→ **Problem details**: A picture-free, exact copy of all the records below is the goal.

→ **Exercise material**:
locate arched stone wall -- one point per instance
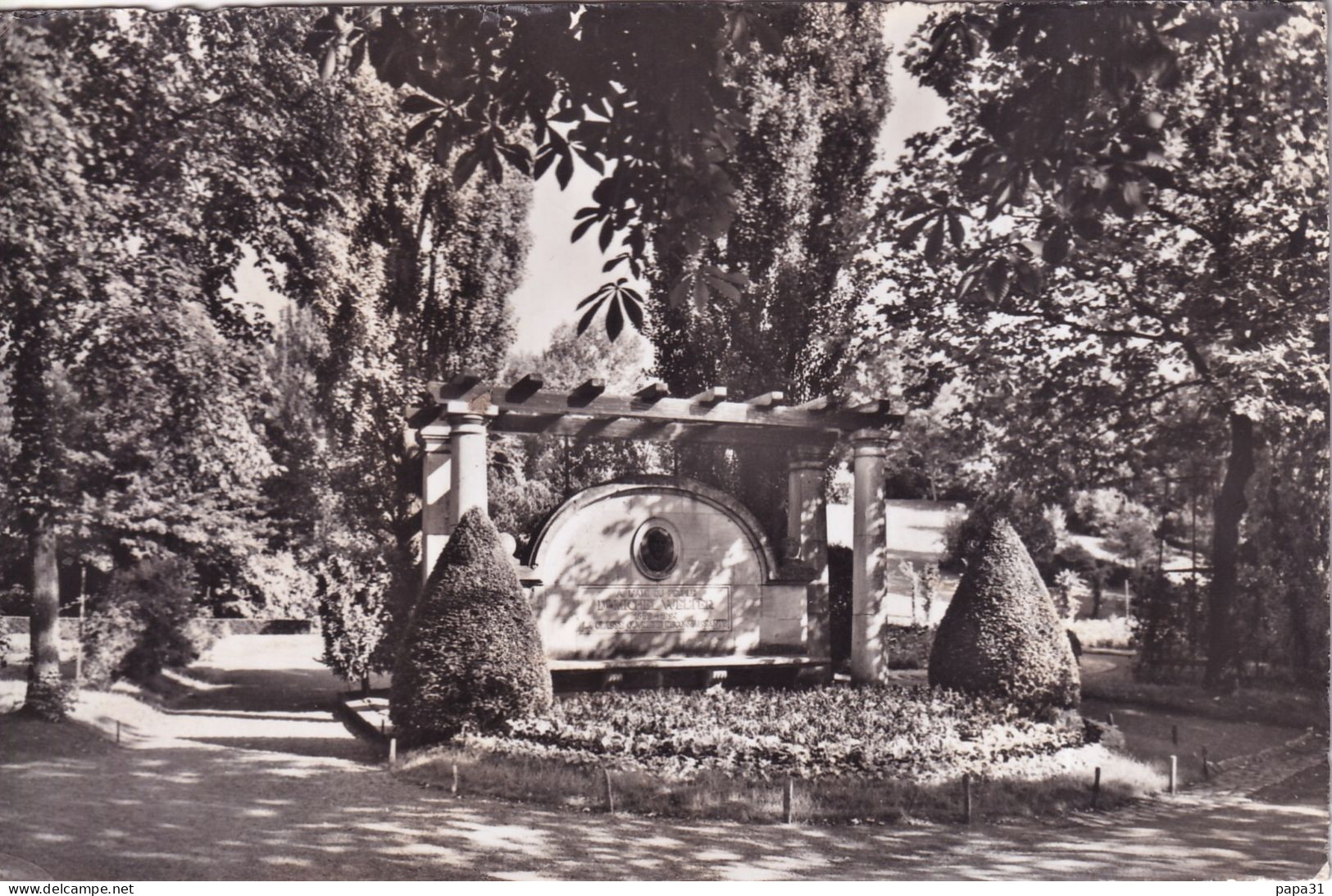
(718, 597)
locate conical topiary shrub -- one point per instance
(1001, 635)
(472, 654)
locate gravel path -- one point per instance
(256, 782)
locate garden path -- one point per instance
(253, 783)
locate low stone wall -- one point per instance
(70, 626)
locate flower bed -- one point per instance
(873, 733)
(861, 754)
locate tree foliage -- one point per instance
(650, 98)
(1127, 217)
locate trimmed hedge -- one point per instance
(1001, 635)
(472, 655)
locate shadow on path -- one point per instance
(188, 812)
(255, 780)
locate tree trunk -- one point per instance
(1221, 635)
(32, 478)
(46, 686)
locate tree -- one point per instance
(774, 304)
(648, 96)
(1155, 234)
(132, 191)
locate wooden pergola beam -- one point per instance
(586, 392)
(820, 405)
(656, 430)
(766, 400)
(766, 412)
(525, 388)
(653, 392)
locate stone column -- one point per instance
(436, 489)
(468, 445)
(806, 526)
(869, 654)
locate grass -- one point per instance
(1052, 785)
(1291, 707)
(1103, 633)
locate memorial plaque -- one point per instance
(654, 607)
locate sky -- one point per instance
(560, 275)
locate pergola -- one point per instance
(452, 430)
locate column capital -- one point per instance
(479, 409)
(870, 443)
(807, 457)
(434, 439)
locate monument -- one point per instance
(661, 573)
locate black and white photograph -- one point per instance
(757, 441)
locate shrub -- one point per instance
(472, 655)
(144, 622)
(1001, 635)
(1033, 521)
(352, 616)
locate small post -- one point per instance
(83, 570)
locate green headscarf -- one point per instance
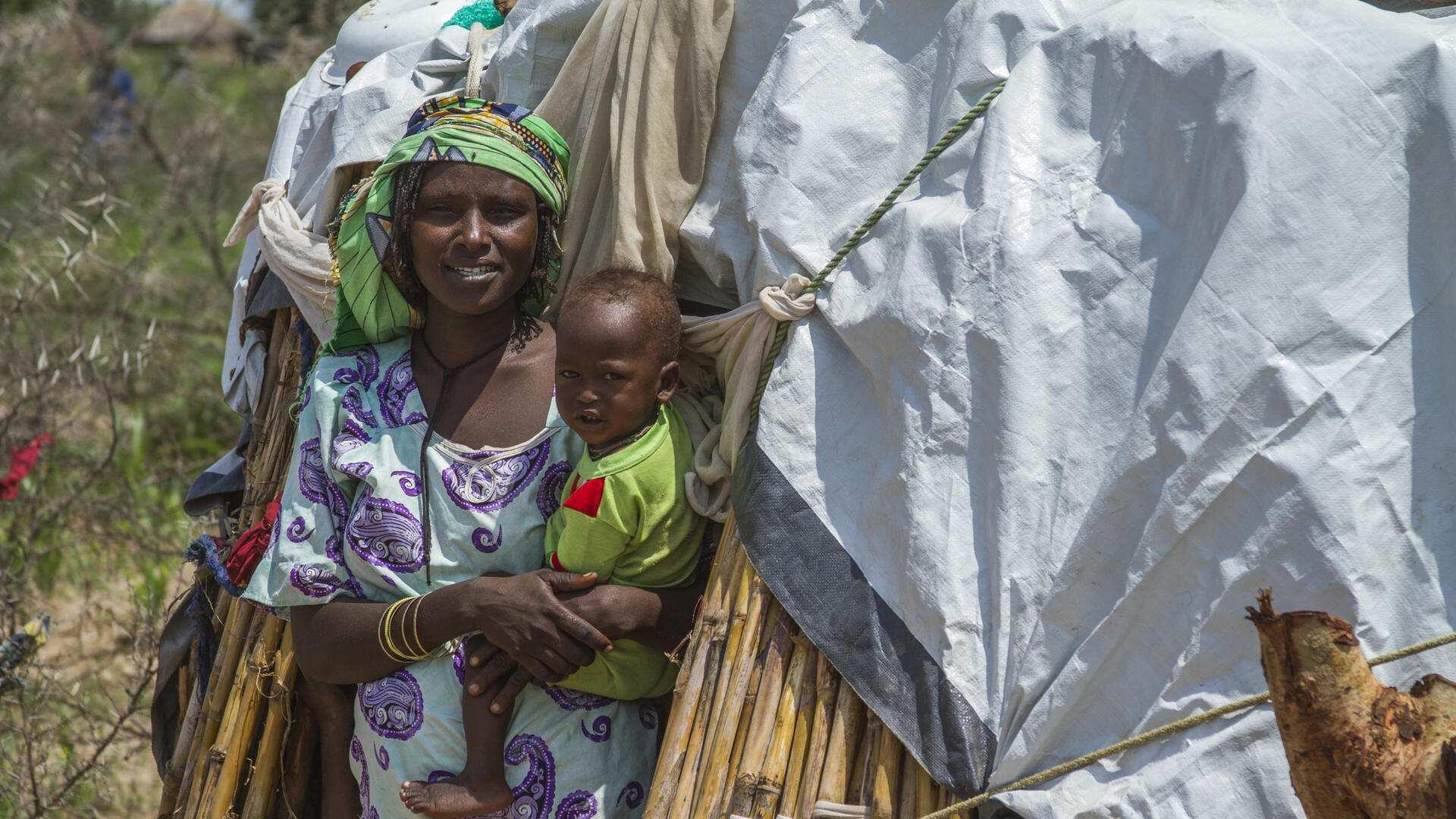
(507, 137)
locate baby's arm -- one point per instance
(588, 544)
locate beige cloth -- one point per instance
(737, 341)
(296, 256)
(637, 101)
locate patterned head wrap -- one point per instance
(452, 129)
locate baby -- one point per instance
(623, 513)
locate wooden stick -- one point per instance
(245, 720)
(237, 635)
(764, 714)
(718, 767)
(884, 774)
(733, 656)
(299, 757)
(264, 784)
(906, 803)
(797, 686)
(826, 691)
(843, 741)
(689, 687)
(177, 767)
(807, 697)
(927, 793)
(688, 784)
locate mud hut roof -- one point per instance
(191, 22)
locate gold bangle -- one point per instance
(414, 626)
(382, 632)
(389, 640)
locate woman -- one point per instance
(427, 461)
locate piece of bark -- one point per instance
(1356, 748)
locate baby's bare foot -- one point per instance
(456, 798)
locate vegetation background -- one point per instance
(114, 305)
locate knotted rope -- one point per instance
(1177, 726)
(783, 331)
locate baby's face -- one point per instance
(609, 379)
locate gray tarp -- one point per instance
(1172, 324)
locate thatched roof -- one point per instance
(191, 22)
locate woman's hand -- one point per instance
(525, 618)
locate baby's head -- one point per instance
(617, 353)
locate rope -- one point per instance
(1177, 726)
(1147, 738)
(476, 60)
(206, 551)
(781, 333)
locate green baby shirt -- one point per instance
(626, 518)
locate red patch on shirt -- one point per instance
(587, 499)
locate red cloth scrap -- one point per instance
(22, 461)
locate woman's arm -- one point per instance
(338, 642)
(655, 617)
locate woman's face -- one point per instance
(473, 237)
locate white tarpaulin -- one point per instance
(1171, 324)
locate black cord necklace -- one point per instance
(430, 430)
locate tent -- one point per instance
(1166, 325)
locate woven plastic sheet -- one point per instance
(1174, 322)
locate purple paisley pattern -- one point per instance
(548, 493)
(408, 482)
(357, 469)
(634, 793)
(316, 485)
(353, 403)
(394, 394)
(573, 700)
(394, 706)
(487, 483)
(384, 534)
(357, 752)
(601, 729)
(485, 539)
(313, 580)
(364, 371)
(577, 805)
(348, 441)
(299, 531)
(538, 790)
(647, 714)
(356, 435)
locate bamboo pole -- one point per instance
(689, 689)
(300, 752)
(239, 735)
(686, 786)
(764, 713)
(215, 751)
(224, 665)
(843, 741)
(826, 691)
(807, 697)
(721, 744)
(777, 758)
(884, 774)
(906, 802)
(859, 777)
(927, 790)
(264, 784)
(177, 767)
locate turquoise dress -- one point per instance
(350, 525)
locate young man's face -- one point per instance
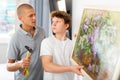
(58, 25)
(28, 17)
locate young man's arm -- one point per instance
(49, 66)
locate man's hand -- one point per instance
(77, 69)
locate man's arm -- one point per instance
(12, 65)
(49, 66)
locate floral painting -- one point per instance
(97, 44)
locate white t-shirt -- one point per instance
(61, 53)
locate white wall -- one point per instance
(79, 5)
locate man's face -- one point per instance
(28, 17)
(58, 25)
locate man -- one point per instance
(30, 36)
(56, 50)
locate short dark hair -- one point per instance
(21, 8)
(62, 14)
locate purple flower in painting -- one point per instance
(86, 24)
(90, 38)
(93, 50)
(87, 21)
(85, 27)
(98, 17)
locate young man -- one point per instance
(56, 50)
(28, 34)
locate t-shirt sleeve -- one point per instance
(46, 47)
(12, 50)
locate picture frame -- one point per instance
(98, 43)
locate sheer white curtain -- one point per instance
(43, 14)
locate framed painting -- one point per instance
(97, 45)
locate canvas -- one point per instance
(97, 46)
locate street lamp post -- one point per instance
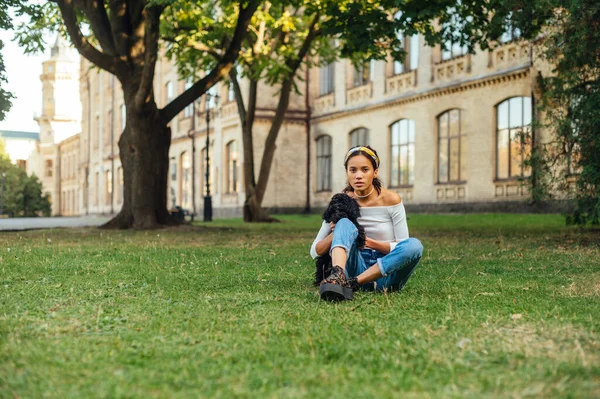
(208, 197)
(191, 134)
(2, 193)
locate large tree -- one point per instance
(285, 38)
(123, 38)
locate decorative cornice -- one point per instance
(513, 74)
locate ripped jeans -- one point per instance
(396, 267)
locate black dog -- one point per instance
(341, 206)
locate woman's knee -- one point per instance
(414, 247)
(346, 231)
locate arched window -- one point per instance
(186, 180)
(403, 153)
(203, 172)
(232, 163)
(324, 163)
(326, 79)
(410, 44)
(49, 168)
(169, 92)
(359, 136)
(452, 148)
(188, 110)
(363, 73)
(513, 137)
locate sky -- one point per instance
(23, 72)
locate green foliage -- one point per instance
(570, 102)
(500, 306)
(22, 194)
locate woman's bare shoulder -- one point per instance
(390, 198)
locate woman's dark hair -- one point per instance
(376, 182)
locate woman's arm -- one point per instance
(381, 246)
(323, 246)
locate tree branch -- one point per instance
(151, 34)
(239, 98)
(284, 99)
(82, 45)
(96, 14)
(121, 25)
(251, 114)
(221, 69)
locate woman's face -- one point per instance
(360, 172)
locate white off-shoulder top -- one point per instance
(381, 223)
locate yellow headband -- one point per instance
(363, 149)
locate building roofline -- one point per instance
(17, 134)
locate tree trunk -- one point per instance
(144, 152)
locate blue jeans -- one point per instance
(396, 267)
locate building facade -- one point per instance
(446, 124)
(59, 120)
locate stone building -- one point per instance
(445, 123)
(59, 120)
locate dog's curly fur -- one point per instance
(341, 206)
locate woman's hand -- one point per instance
(381, 246)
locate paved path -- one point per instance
(12, 224)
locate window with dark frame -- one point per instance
(410, 44)
(513, 137)
(363, 73)
(231, 153)
(402, 153)
(326, 79)
(324, 163)
(452, 148)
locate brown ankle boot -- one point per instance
(336, 287)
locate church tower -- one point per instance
(61, 114)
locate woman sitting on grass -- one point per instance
(389, 256)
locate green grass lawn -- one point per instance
(501, 306)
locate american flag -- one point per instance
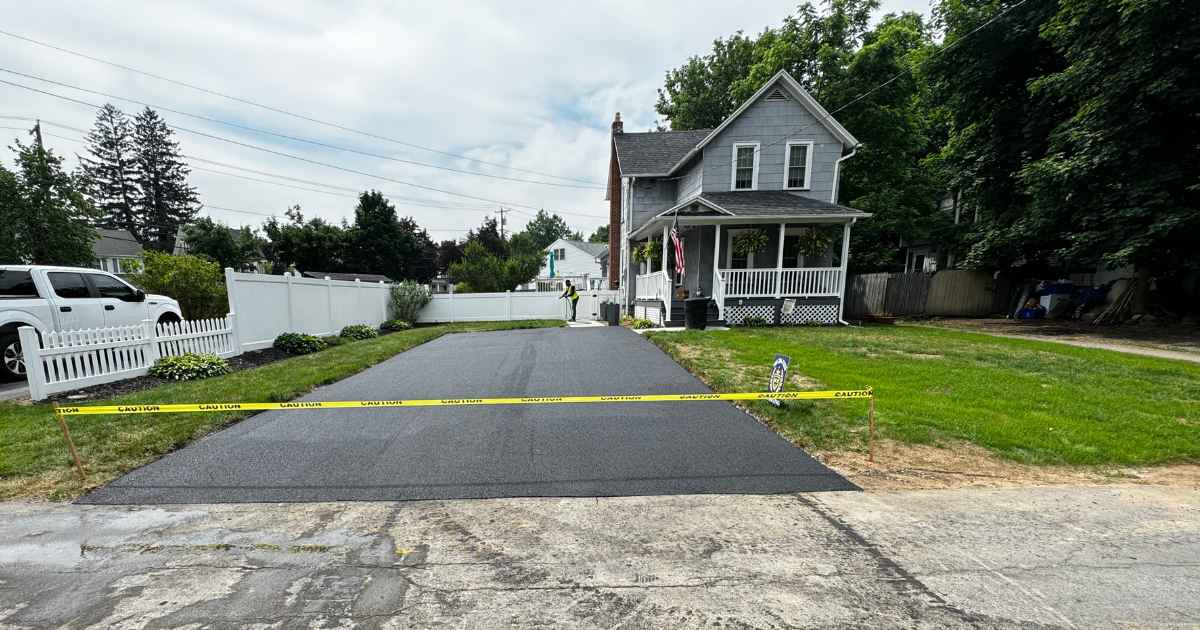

→ **Response**:
locate arched stone wall -- one point per instance
(718, 597)
locate conical topiary shrub -- one point per instance
(1001, 635)
(472, 654)
locate gravel path -- one point per instance
(256, 782)
locate garden path -- one point per instance
(253, 783)
locate low stone wall -- one point per instance
(70, 626)
locate flower bed -- one point per instance
(873, 733)
(861, 754)
locate tree foliage -- one point per instance
(650, 98)
(1127, 217)
locate trimmed hedge -- one point per instance
(1001, 635)
(472, 655)
locate shadow on path -- one point per instance
(188, 812)
(255, 780)
locate tree trunk -- one point per instance
(1221, 635)
(32, 478)
(46, 686)
locate tree -- one point per instance
(774, 304)
(648, 96)
(1155, 234)
(132, 191)
locate wooden pergola beam -- one point per instance
(586, 392)
(820, 405)
(656, 430)
(766, 400)
(766, 412)
(525, 388)
(653, 392)
locate stone column -- one point per instance
(436, 489)
(468, 445)
(806, 526)
(869, 654)
locate grass -- one point per instance
(1052, 785)
(1291, 707)
(1103, 633)
locate memorial plaque -- one point per instance
(654, 607)
locate sky -- one point per instance
(560, 275)
locate pergola -- one point per instance
(452, 430)
locate column capital -- one point per instance
(479, 409)
(870, 443)
(807, 457)
(434, 439)
locate monument -- one point per instance
(661, 573)
locate black and white photograph -- one point per instance
(757, 441)
locate shrub -- one point per instance
(472, 655)
(144, 622)
(1001, 635)
(1033, 521)
(352, 616)
locate small post -- one point per instance
(83, 570)
locate green headscarf -- one point per instance
(507, 137)
locate baby's arm -- one point per instance
(588, 544)
locate beige cloth -- one point per instance
(737, 341)
(296, 256)
(637, 101)
locate patterned head wrap -- one point per instance
(452, 129)
locate baby -- one point per instance
(623, 513)
locate wooden stick -- one point per instance
(245, 720)
(237, 635)
(764, 714)
(718, 767)
(884, 774)
(733, 656)
(299, 757)
(264, 784)
(906, 803)
(797, 686)
(826, 691)
(843, 741)
(689, 687)
(177, 767)
(807, 697)
(927, 793)
(688, 784)
locate mud hut roof -- one point per instance
(191, 22)
locate gold bangle -- one point per instance
(414, 626)
(382, 632)
(389, 640)
locate woman -- one point per instance
(427, 461)
locate piece of bark -- one point per instance
(1356, 748)
locate baby's bare foot -- one point per instance
(456, 798)
locate vegetation background -- one point per instance
(114, 305)
locate knotted rope -- one point per instance
(1177, 726)
(783, 331)
locate baby's face -- one point per instance
(609, 379)
locate gray tarp -- one point per instance
(1172, 324)
locate thatched roof -- one point per instance
(191, 22)
locate woman's hand -- one point per instance
(525, 618)
locate baby's head -- one point per instance
(617, 353)
locate rope -- one point per instance
(1177, 726)
(1147, 738)
(476, 60)
(206, 551)
(781, 333)
locate green baby shirt -- one point per instance
(626, 518)
locate red patch on shirt -- one point per instance
(587, 499)
locate red cloth scrap -- one point per instance
(22, 461)
locate woman's arm -- one point per instance
(338, 642)
(655, 617)
locate woman's face -- one point per instance
(473, 237)
locate white tarpaulin -- one point per instance
(1171, 324)
locate black cord necklace -- one point per instance
(430, 430)
locate tent -- one point per instance
(1166, 325)
locate woven plastic sheet -- one point per instance
(1174, 322)
locate purple paisley pattern -- one point per instance
(548, 493)
(408, 482)
(357, 469)
(634, 793)
(316, 485)
(353, 403)
(394, 394)
(573, 700)
(394, 706)
(487, 483)
(384, 534)
(357, 752)
(601, 729)
(485, 539)
(313, 580)
(364, 371)
(577, 805)
(348, 441)
(299, 531)
(538, 790)
(647, 714)
(356, 435)
locate bamboo pole -- one point per instance
(689, 689)
(300, 752)
(239, 735)
(686, 786)
(764, 713)
(215, 751)
(224, 665)
(843, 741)
(826, 691)
(807, 697)
(721, 744)
(777, 758)
(884, 774)
(906, 802)
(859, 777)
(927, 790)
(264, 784)
(177, 767)
locate turquoise dress -- one point per instance
(350, 525)
locate young man's face -- one point per instance
(58, 25)
(28, 17)
locate young man's arm -- one point per instance
(49, 66)
locate man's hand -- one point per instance
(77, 69)
locate man's arm -- one point per instance
(12, 65)
(49, 66)
locate floral painting -- one point per instance
(97, 44)
locate white t-shirt -- one point per instance
(61, 53)
locate white wall -- one point per instance
(79, 5)
locate man's face -- one point per instance
(28, 17)
(58, 25)
locate man -- one point per instance
(30, 36)
(56, 50)
locate short dark hair -- one point per instance
(21, 8)
(62, 14)
locate purple flower in painting -- one point per instance
(86, 24)
(90, 38)
(93, 50)
(87, 21)
(85, 27)
(98, 17)
locate young man -- one point per instance
(56, 50)
(28, 34)
locate t-shirt sleeve -- one point per instance
(46, 47)
(12, 50)
locate picture frame -- one point per instance
(98, 43)
locate sheer white curtain -- one point per instance
(43, 14)
locate framed painting -- one point per instance
(97, 45)
locate canvas -- one point per instance
(97, 46)
locate street lamp post -- one point per instance
(208, 197)
(191, 134)
(2, 193)
locate large tree -- one point per instance
(285, 38)
(123, 38)
locate decorative cornice -- one point per instance
(513, 74)
locate ripped jeans -- one point per instance
(396, 267)
locate black dog -- one point per instance
(341, 206)
locate woman's knee -- one point per instance
(414, 247)
(346, 231)
locate arched window -- one point per instance
(186, 180)
(403, 153)
(203, 172)
(232, 163)
(324, 163)
(326, 79)
(410, 44)
(49, 168)
(169, 92)
(359, 136)
(452, 148)
(188, 110)
(363, 73)
(513, 137)
locate sky -- one point per instance
(23, 72)
locate green foliage -- one point per instance
(570, 102)
(500, 306)
(22, 194)
locate woman's bare shoulder -- one point per instance
(390, 198)
locate woman's dark hair -- one point per instance
(376, 182)
locate woman's arm -- one point per instance
(381, 246)
(323, 246)
locate tree branch -- one point per instance
(151, 34)
(239, 98)
(284, 99)
(82, 45)
(96, 14)
(121, 25)
(251, 114)
(221, 69)
locate woman's face -- one point per instance
(360, 172)
locate white off-shoulder top -- one point per instance
(381, 223)
locate yellow headband -- one point per instance
(363, 149)
locate building roofline -- one point per instance
(17, 134)
locate tree trunk -- one point per instance
(144, 152)
locate blue jeans -- one point per instance
(396, 267)
locate building facade -- one point per instance
(446, 124)
(59, 120)
locate stone building -- one point per instance
(445, 123)
(59, 120)
locate dog's curly fur -- one point per instance
(341, 206)
locate woman's hand -- one point per instance
(381, 246)
locate paved path -- one point per instance
(12, 224)
locate window with dark frame -- one point per instance
(410, 44)
(513, 137)
(363, 73)
(231, 153)
(402, 153)
(326, 79)
(324, 163)
(452, 148)
locate brown ankle boot -- one point per instance
(336, 287)
locate church tower -- one point per instance
(61, 114)
locate woman sitting on grass -- one point per instance
(389, 256)
locate green grass lawn -- one point per instance
(501, 306)
locate american flag -- one point per instance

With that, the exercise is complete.